Directions> Count how many lines in the records below contain the string "sill", with case counting, and give only that number.
------------------------------------------------------------
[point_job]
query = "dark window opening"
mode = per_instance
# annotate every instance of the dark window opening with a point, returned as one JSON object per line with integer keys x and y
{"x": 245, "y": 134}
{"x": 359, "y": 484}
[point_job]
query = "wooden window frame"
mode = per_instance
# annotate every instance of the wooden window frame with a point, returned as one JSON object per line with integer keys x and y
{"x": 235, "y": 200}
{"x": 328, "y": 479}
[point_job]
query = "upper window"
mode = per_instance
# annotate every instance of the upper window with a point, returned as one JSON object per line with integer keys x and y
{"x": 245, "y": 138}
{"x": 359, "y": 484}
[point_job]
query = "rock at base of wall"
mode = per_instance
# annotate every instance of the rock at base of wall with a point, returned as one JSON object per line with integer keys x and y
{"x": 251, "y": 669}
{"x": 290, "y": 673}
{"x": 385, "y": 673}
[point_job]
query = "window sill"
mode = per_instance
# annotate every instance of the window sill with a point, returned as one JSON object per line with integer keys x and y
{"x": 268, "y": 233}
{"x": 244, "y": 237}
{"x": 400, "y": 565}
------------------------------------------------------------
Solution> 2